## What to do
a - In the records, write out the lines from the one containing "the horse tail" through the one containing "[[184, 200], [204, 194], [140, 186], [129, 174]]", both included.
b - Carry the text on Finnish jazz musician Juhani Aaltonen forward from where it stops.
═════ Text segment
Juhani Aaltonen (b. 1935) is a key member of the first generation of Finnish jazz musicians who established Finnish modern jazz as having its own, distinctive voice. Rather than just copying American jazz musicians, these players brought something new and particularly Finnish into their own musical expression.
Other than a few performances in his early teens singing popular couplets and playing the guitar, Aaltonen first performed in public in the mid-1950s in Inkeroinen, his hometown in central Finland. His first instrument was the tenor saxophone, which he had purchased on a whim at the age of 18 and on which he was totally self-taught. A couple of years later, the tenor was replaced by the baritone saxophone, with the flute added still a bit later, when he joined a group of local jazz enthusiasts led by Heikki Rosendahl, a trumpeter influenced by Clifford Brown and Miles Davis, who had already received some national attention in Finland. The Heikki Rosendahl Sextet played, in addition to the then obligatory dance music, jazz influenced in particular by the music of Gerry Mulligan and other West Coast players popular at the time and by Sweden´s legendary baritone saxophonist Lars Gullin.
In 1961, Aaltonen began studying at the Sibelius Academy in Helsinki with the flute as his major but, after one year, dropped out to start his professional career as a full-time free-lance musician. For the first few years, he played in various dance bands backing vocalists, such as Annikki Tähti, Anneli Sari and Kai Lind, but beginning in 1966, he focused on his 35-year career as a highly sought-after studio musician while otherwise devoting his time to more creative music.
Following his move to Helsinki, Aaltonen had come under the influence of Eric Dolphy, whom he saw perform with John Coltrane in Helsinki in 1961, and briefly switched to the alto saxophone as his principal instrument. During the first half of the 1960s, Aaltonen then played both the alto and the tenor saxophone with the latter finally taking over as his main instrument in the late-1960s. Thereafter, Aaltonen would occasionally double on the alto and also the soprano saxophone but became known particularly for his tenor saxophone and flute playing.
In the early part of his career, it was typical for Aaltonen to shy away from personal attention and to prefer to work in groups led by others. Already in the early- to mid-1960s, Aaltonen began his long-standing co-operation with three key figures in Finnish modern jazz who were all highly regarded both as instrumentalists and composers: trumpeter Henrik Otto Donner, pianist Heikki Sarmanto and drummer Edward Vesala. In addition to these key collaborators, Aaltonen also participated in a number of ground-breaking groups and recordings by fellow saxophonists Esa Pethman, Eero Koivistoinen and Seppo Paakkunainen, trumpeter Mike Koskinen and guitarist Ilpo Saastamoinen. All of these musicians were members of the new generation that emerged in the 1960s and, often together, tested the boundaries of jazz and, in many cases, also the increasingly experimental rock music. For example, Aaltonen performed with Soulset (an early soul-influenced fusion jazz ensemble led by Seppo Paakkunainen and Edward Vesala) and was one of the founding members of the progressive rock group Tasavallan Presidentti (originally with vocalist/organist Frank Robson, guitarist Jukka Tolonen, bassist Måns Groundstrœm and drummer Vesa Aaltonen) playing on its first eponymous album in 1969 before leaving to "pursue other interests", with saxophonist Pekka Pöyry taking his place. In 2000-08, Aaltonen again performed and recorded with Tasavallan Presidentti, more or less in its original line-up.
══════════
═════ Input material
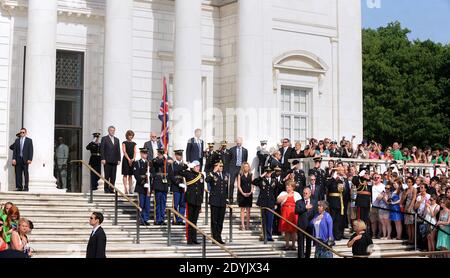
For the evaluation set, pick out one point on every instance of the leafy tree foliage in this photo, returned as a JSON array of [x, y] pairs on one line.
[[406, 88]]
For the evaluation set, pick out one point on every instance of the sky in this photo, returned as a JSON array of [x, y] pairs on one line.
[[427, 19]]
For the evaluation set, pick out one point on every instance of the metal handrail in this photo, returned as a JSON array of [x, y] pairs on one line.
[[116, 192], [307, 234], [107, 182], [171, 210]]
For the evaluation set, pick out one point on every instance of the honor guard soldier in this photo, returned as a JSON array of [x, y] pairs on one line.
[[299, 177], [218, 199], [210, 156], [337, 195], [279, 187], [178, 186], [224, 156], [161, 178], [266, 198], [140, 172], [195, 183], [318, 172], [262, 155], [363, 195], [95, 161]]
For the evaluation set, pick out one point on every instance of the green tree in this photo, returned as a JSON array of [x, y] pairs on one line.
[[406, 88]]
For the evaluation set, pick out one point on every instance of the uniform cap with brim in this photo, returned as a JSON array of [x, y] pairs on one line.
[[193, 164]]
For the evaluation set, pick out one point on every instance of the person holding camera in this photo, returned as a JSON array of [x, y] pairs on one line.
[[323, 230], [140, 171], [360, 241]]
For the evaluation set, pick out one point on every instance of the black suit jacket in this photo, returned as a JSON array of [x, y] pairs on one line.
[[148, 146], [233, 156], [304, 216], [97, 245], [27, 149], [108, 151], [290, 153]]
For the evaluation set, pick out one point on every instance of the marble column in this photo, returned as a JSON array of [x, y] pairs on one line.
[[251, 89], [117, 85], [187, 112], [117, 81], [39, 99]]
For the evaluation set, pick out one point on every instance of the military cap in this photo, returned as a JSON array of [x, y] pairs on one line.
[[178, 152]]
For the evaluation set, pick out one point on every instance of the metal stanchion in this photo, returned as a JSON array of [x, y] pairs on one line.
[[138, 226], [204, 247], [116, 206], [231, 224], [169, 229], [415, 231]]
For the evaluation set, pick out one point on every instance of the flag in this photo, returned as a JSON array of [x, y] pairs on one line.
[[163, 116]]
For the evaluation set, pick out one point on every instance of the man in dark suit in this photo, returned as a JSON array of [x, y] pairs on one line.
[[287, 152], [306, 208], [195, 148], [152, 146], [110, 153], [97, 241], [238, 155], [22, 157]]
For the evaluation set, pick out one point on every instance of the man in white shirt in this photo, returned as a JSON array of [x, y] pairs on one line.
[[377, 188]]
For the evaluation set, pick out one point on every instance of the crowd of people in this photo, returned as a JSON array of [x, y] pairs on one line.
[[323, 201], [14, 231]]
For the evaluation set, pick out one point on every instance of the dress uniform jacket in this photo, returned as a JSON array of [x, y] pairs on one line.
[[95, 158], [219, 189], [266, 196], [140, 168], [194, 192], [176, 177], [159, 184], [363, 197]]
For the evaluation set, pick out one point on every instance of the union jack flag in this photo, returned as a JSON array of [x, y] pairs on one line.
[[163, 116]]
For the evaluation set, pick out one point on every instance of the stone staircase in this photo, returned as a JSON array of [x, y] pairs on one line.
[[62, 230]]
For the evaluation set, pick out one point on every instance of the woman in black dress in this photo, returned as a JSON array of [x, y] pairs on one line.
[[245, 195], [129, 155]]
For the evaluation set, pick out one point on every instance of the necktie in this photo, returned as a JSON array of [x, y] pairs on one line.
[[21, 146], [239, 158]]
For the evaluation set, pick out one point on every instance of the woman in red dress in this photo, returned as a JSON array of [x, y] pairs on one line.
[[287, 200]]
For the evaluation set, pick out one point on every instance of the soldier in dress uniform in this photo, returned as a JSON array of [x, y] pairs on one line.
[[318, 172], [62, 157], [95, 161], [224, 156], [338, 193], [178, 186], [299, 176], [140, 172], [279, 187], [195, 183], [161, 177], [262, 155], [363, 195], [218, 199], [266, 198]]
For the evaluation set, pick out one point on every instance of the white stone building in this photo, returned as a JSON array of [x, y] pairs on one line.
[[287, 68]]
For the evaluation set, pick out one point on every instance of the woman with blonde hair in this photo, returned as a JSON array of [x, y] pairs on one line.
[[245, 195], [19, 239]]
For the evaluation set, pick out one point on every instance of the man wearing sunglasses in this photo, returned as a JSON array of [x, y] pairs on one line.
[[97, 241], [22, 157]]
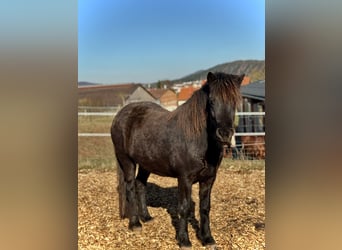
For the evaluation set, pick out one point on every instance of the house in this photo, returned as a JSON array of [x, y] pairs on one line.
[[253, 100], [166, 98], [185, 93], [113, 95]]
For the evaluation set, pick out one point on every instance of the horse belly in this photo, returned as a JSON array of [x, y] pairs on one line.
[[153, 156]]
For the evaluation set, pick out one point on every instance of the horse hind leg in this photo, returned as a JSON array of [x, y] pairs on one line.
[[140, 187], [127, 197]]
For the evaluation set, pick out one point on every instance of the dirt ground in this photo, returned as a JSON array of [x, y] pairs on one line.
[[237, 212]]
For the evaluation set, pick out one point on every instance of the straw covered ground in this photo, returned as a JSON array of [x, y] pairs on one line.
[[237, 212]]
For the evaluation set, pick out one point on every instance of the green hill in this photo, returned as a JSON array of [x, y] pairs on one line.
[[255, 69]]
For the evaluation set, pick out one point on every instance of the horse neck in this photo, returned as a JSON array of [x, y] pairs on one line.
[[191, 116]]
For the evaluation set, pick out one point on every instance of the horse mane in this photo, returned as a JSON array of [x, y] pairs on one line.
[[192, 115]]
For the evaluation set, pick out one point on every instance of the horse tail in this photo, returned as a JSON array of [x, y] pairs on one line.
[[122, 192]]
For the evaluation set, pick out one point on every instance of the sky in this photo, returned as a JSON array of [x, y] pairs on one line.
[[144, 41]]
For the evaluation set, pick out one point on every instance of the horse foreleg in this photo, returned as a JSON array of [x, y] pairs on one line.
[[184, 200], [204, 194], [140, 186], [129, 174]]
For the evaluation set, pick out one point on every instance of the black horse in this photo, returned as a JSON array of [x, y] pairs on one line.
[[186, 144]]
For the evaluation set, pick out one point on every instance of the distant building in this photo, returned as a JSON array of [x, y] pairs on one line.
[[166, 98], [185, 93], [113, 95]]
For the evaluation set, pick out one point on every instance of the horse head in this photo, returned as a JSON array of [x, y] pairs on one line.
[[223, 96]]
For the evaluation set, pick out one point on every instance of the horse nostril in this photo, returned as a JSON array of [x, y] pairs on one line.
[[218, 134]]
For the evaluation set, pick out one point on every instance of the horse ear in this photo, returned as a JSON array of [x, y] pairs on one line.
[[211, 77]]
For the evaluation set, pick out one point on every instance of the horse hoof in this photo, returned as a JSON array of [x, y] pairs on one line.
[[147, 219], [185, 248], [136, 229], [211, 247]]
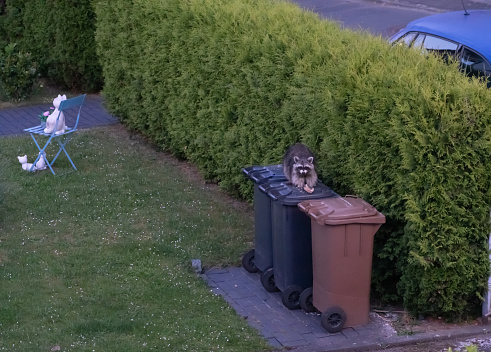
══════════
## Answers
a -
For the evaluation set, pick out one point on every instance of the horse tail in this photo, returned as a JSON array of [x, y] pairs on one line.
[[122, 192]]
For the evaluation set, pick out one point on every instance of the sky in this photo, returned as a JSON array of [x, y] pairs on one line.
[[144, 41]]
For the evaluation set, pick out one point on every instance of the horse foreleg in this photo, returned as a JSON array of [x, y] pairs on one line.
[[184, 200], [204, 194], [140, 186], [129, 174]]

b -
In the fall of 1970, Aaltonen attended the Berklee College of Music in Boston, where he studied with Herb Pomeroy and others, but had to abandon his studies after only one term. Following his return to Finland, Aaltonen continued to collaborate with Donner, Sarmanto and Vesala, among others. Increasing international co-operation was also typical of this time. In the late 1960s and early 1970s, Juhani Aaltonen, Seppo Paakkunainen, Heikki Sarmanto, Edward Vesala and other leading Finnish modernists were frequent participants in Nordic and European jazz meets and all-star groups. For example, in the early 1970s, Aaltonen was a regular member of the Nordic All Stars led by trumpeter Palle Mikkelborg and also including the likes of trumpeters Allan Botchinsky and Bertil Lövgren, trombonists Eje Thelin and Olle Holmqvist, saxophonists Jan Garbarek, Seppo Paakkunainen and Jesper Thilo, guitarist Terje Rypdal, pianist Heikki Sarmanto, bassist Palle Danielsson and drummer Jon Christensen, among many others in ever changing combinations. In the early 1980s, Aaltonen also participated in The Scandinavian Jazzensemble with trumpeters Palle Mikkelborg and Benny Rosenfeldt, trombonists Eje Thelin and Albert Mangelsdorff, saxophonists John Pål Inderberg and Bernt Rosengren, pianist Dag Arnesen, guitarist Janne Schaffer, bassists Palle Danielsson and Niels-Henning Ørsted Pedersen, drummer Jon Christensen and others as well as guest conductors, including Carla Bley in 1980 and Gil Evans in 1981. In many cases, these international workshops and tours led to longer term relationships, such as Vesala´s membership in Jan Garbarek´s trio in the early 1970s and his collaborations with Tomasz Stanko over the years as well as Vesala´s and Aaltonen´s collaborations with the Norwegian bassist Arild Andersen.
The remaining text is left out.